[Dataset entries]

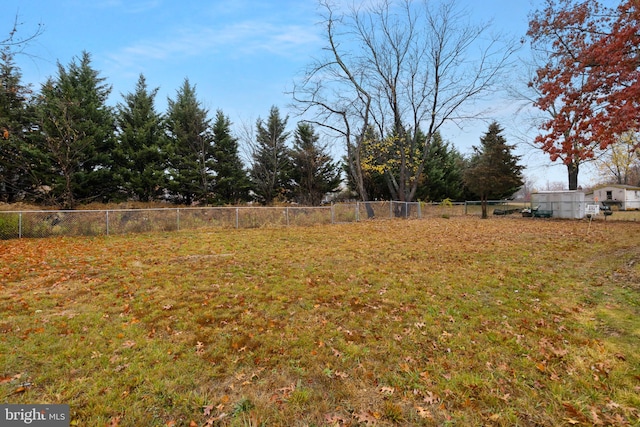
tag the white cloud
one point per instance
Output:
(241, 39)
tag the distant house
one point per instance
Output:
(625, 197)
(561, 204)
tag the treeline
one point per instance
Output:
(64, 146)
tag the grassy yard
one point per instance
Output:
(506, 321)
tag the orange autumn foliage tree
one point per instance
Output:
(590, 83)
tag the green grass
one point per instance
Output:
(508, 321)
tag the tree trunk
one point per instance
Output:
(572, 172)
(483, 202)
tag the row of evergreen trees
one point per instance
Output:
(64, 146)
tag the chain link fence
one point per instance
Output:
(47, 223)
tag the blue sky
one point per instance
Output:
(242, 55)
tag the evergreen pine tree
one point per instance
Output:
(493, 171)
(77, 133)
(442, 175)
(232, 184)
(16, 118)
(141, 144)
(314, 172)
(190, 148)
(271, 164)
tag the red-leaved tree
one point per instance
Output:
(590, 83)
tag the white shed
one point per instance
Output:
(564, 204)
(625, 197)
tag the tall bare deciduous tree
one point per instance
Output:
(403, 68)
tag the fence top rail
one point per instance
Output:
(52, 211)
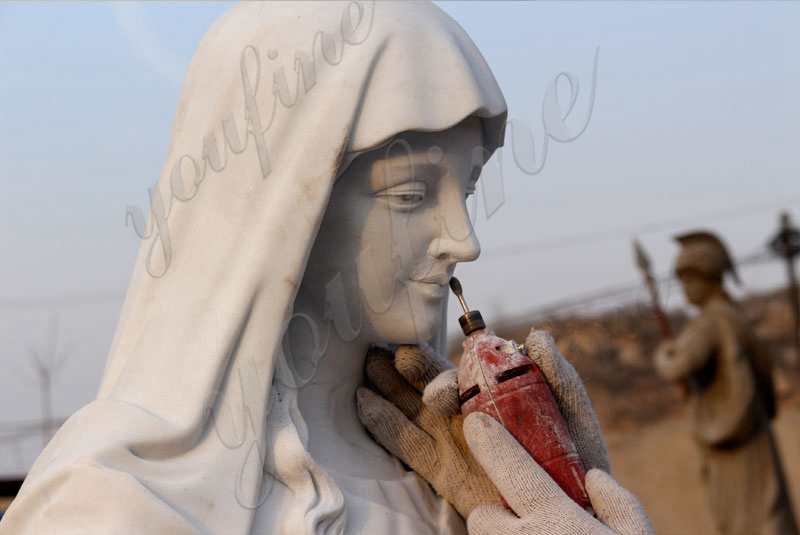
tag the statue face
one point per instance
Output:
(395, 228)
(697, 287)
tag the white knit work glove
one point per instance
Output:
(428, 440)
(540, 506)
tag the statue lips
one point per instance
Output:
(434, 285)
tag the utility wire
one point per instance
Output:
(583, 238)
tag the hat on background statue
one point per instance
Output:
(704, 252)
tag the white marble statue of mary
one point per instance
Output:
(312, 204)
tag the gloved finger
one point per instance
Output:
(521, 481)
(615, 506)
(491, 520)
(419, 365)
(387, 380)
(396, 433)
(441, 394)
(572, 399)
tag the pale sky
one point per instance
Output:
(694, 123)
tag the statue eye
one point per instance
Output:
(407, 195)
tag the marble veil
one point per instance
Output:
(277, 99)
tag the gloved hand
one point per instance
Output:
(428, 439)
(541, 507)
(441, 398)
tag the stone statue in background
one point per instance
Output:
(729, 377)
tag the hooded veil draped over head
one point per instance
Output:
(194, 429)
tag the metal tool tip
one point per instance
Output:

**WHAT YOU WILL DO**
From the first line to the last, repeat the records exactly and skip the pictures.

**ANSWER SECTION**
tag the white cloud
one point per instance
Output:
(241, 39)
tag the distant house
one point per instance
Output:
(625, 197)
(561, 204)
tag the treeline
one point per instance
Output:
(64, 146)
tag the grassy yard
one point per instance
Output:
(506, 321)
tag the orange autumn foliage tree
one point per instance
Output:
(590, 83)
tag the green grass
one point per instance
Output:
(508, 321)
tag the tree trunk
one point per instance
Output:
(572, 172)
(483, 202)
tag the row of evergreen trees
one point per instance
Output:
(64, 146)
tag the chain link fence
one point per instance
Output:
(47, 223)
tag the blue sky
one point per instance
Output:
(242, 55)
tag the evergreen pine tree
one point per instance
Output:
(493, 171)
(77, 133)
(442, 175)
(232, 184)
(16, 118)
(141, 144)
(314, 172)
(190, 148)
(271, 164)
tag the red-leaved tree
one point per instance
Output:
(590, 83)
tag the white shed
one point per instance
Output:
(564, 204)
(625, 197)
tag the tall bare deciduous tree
one point per instance
Output:
(403, 68)
tag the fence top rail
one point per instance
Output:
(52, 211)
tag the statue face
one point per instance
Output:
(395, 228)
(697, 287)
tag the white knit work glove
one point per instance
Output:
(428, 440)
(540, 506)
tag the statue lips
one point per instance
Output:
(434, 285)
tag the utility wire
one point per instance
Output:
(583, 238)
tag the hat on background statue
one point per instance
Output:
(704, 252)
tag the white marble statue of mary
one point per instance
Output:
(312, 204)
tag the gloved finger
one point per instance
Output:
(521, 481)
(615, 506)
(491, 520)
(419, 365)
(387, 380)
(396, 433)
(441, 394)
(572, 399)
tag the pale sky
one point per instance
Output:
(694, 123)
tag the statue eye
one point per instance
Output:
(407, 195)
tag the marble veil
one point per instance
Output:
(277, 99)
tag the gloved hand
one point per instance
Output:
(428, 439)
(541, 507)
(441, 398)
tag the stone statue in background
one point per instance
Output:
(729, 377)
tag the hooded veil draped over head
one point per instance
Output:
(194, 429)
tag the metal tool tip
one point per instance
Output:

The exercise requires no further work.